#### Listed entries
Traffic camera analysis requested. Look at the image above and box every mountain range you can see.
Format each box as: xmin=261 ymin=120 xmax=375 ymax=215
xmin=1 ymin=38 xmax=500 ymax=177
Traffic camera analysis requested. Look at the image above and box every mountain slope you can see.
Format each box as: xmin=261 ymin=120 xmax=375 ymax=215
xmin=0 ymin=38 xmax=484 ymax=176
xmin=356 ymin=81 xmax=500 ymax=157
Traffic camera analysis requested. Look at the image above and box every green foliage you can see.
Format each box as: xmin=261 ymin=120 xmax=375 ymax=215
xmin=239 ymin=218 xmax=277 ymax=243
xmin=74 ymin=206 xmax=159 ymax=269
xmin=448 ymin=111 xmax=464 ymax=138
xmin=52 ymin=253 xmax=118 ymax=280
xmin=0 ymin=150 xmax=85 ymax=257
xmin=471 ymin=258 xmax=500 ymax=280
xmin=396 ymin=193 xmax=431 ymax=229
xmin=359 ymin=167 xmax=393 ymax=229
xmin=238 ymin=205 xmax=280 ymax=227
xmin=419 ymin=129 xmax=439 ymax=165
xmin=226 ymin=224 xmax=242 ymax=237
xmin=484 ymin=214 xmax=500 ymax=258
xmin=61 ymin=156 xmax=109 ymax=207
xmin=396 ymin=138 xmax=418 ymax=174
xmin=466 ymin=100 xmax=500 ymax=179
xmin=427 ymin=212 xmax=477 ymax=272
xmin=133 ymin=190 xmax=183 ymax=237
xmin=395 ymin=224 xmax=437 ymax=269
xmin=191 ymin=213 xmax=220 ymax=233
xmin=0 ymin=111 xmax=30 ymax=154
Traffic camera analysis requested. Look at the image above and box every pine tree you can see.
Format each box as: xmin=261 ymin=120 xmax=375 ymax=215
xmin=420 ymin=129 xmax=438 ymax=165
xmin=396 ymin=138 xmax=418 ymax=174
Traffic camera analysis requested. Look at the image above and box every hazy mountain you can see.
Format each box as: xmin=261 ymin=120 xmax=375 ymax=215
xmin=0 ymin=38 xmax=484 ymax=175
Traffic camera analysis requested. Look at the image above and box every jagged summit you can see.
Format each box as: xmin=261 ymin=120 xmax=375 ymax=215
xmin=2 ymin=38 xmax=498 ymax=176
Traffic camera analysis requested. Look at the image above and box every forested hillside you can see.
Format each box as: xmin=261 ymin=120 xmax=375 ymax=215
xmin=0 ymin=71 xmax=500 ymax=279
########
[Description of the task]: Can you switch "pine tree" to "spruce tree" in the entries, starting with the line that contains "tree you can see." and going on through the line that contains "xmin=0 ymin=38 xmax=484 ymax=175"? Give back only those lines, with everything else unchanged.

[Full answer]:
Traffic camera analysis requested. Look at the image above and box every spruce tree you can see.
Format each box as: xmin=261 ymin=120 xmax=375 ymax=215
xmin=420 ymin=129 xmax=438 ymax=165
xmin=396 ymin=138 xmax=418 ymax=174
Traffic camera analysis requested. Look at the image above and box every hazy mountain you can see.
Format each box as: xmin=261 ymin=120 xmax=375 ymax=215
xmin=0 ymin=38 xmax=484 ymax=175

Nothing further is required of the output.